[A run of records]
========

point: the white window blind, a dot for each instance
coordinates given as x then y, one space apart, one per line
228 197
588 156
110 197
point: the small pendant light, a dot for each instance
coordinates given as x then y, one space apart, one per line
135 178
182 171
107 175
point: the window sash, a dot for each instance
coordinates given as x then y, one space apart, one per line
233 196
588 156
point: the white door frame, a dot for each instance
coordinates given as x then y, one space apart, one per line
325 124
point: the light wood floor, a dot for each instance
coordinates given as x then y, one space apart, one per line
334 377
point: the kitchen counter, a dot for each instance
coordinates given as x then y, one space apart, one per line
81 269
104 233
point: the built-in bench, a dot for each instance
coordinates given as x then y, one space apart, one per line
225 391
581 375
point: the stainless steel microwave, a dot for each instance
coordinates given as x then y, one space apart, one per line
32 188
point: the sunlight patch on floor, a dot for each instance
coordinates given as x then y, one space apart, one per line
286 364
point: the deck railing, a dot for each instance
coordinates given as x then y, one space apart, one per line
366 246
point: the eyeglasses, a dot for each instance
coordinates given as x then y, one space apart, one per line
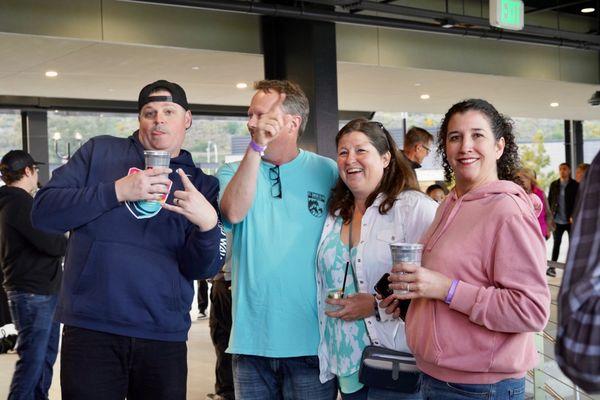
276 185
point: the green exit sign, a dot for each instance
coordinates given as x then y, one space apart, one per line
507 14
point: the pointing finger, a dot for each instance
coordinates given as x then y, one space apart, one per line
187 184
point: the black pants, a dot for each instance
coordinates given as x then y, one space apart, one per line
202 296
560 230
102 366
220 328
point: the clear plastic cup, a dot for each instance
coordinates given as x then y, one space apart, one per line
406 253
157 158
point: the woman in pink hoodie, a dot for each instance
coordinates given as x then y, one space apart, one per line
482 292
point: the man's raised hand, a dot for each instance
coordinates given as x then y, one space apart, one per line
150 184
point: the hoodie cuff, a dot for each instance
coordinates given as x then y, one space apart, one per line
108 195
464 298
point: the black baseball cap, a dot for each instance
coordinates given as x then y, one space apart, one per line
177 94
16 160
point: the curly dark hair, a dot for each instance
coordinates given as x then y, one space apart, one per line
502 127
397 176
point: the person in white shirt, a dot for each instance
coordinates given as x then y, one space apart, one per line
376 202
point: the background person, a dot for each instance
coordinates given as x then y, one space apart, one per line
436 192
417 145
483 268
527 177
130 268
275 201
562 196
31 264
377 197
577 338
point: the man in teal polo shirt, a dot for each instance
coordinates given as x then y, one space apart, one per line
275 201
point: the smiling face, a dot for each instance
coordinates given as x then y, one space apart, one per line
163 125
360 165
472 150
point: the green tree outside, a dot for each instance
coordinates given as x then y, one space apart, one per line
534 156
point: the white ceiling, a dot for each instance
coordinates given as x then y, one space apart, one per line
92 70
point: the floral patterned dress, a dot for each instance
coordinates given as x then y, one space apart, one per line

========

_What you need to do_
Drop the pictures and reproduce the rest of the entries above exactly.

_Full solution_
point: the white window blind, a dot for each instance
coordinates given as x then y, one space apart, one per line
228 197
588 156
110 197
point: the small pendant light, a dot for each instance
coordinates given as x then y, one space apart, one per line
135 178
182 171
107 175
point: the window sash, a dot for each instance
coordinates given as x then y, one space apart, one per line
233 196
588 156
point: the white door frame, a dot for each instance
coordinates given as x then y, one space apart, one per line
325 124
point: the light wood floor, a dot for each instance
coordinates given as x then y, one space apart, one per line
334 377
point: the kitchen counter, a dot for each instance
coordinates given as x then y, one space apart, one per line
81 269
104 233
point: the built-in bench, a dot for each instance
coordinates given as x then y, one space apart, one per line
225 391
581 375
point: the stainless steel microwave, a dot for each instance
coordinates given as x then y, one space apart, one per line
32 188
point: the sunlight patch on floor, a dot for each instance
coordinates given as x then y, one space apart, one per line
286 364
point: the deck railing, a dot for each instance
coordinates given as x then y, one space apart, one per line
366 246
point: the eyeglasses, a dot for each instance
coordinates given as x then y, one space apart, one per line
276 185
point: the green exit sign, a dot for each instance
coordinates given as x then y, one space apart, one per line
507 14
point: the pointing finger, a dot for each instance
coordinates given as x then y, one space apart, one per line
187 184
point: the black pants, a dot for each instance
coordinates given as x then y, one space apart, one per line
202 296
560 230
102 366
220 328
point: the clear plastic cup, a dot for each instance
coordinates given as x then y, one space apart, one per line
406 253
157 158
point: the woman in pink hoodie, a dot for each instance
coordinates given as x then y, one space apart, one per line
482 292
point: the man's raised hand, a dot for each instance
coordinates given as x then y, one space apart, one per line
150 184
point: the hoodie cuff, a dot for each instance
coordinates given as x then y, one space apart, one per line
108 195
464 298
point: the black baseball cap, a dot for each instance
coordinates given as x then y, one space apart, one per line
177 94
16 160
point: the curly dark hair, a dot for each instance
coordinates given as x then y, one space apart, one per line
502 127
397 176
point: the person in white shirt, a dot for each instance
coordinates given as x then y, one space apart, one per line
376 202
point: the background person, a dot for each instance
coordinates given as x then y, one space apart, one per line
436 192
417 145
483 268
527 177
130 268
275 201
562 196
31 264
377 197
577 338
point: the man in teal polo shirt, a dot for each instance
coordinates given as x then y, one space apart, one per line
275 201
point: the smiling face, a dot for each instance
coordinates given as x then y, one space apart, one per line
163 125
360 165
472 150
point: the green tree outside, a dot for each instance
coordinates given as x then y, one space apart, one per line
534 156
point: the white ceiling, a dot for each instance
coordinates given as x then y, one space apart, one per line
92 70
point: the floral patterned dress, a dot for each instance
coordinates given as x then y, one space apart, one per line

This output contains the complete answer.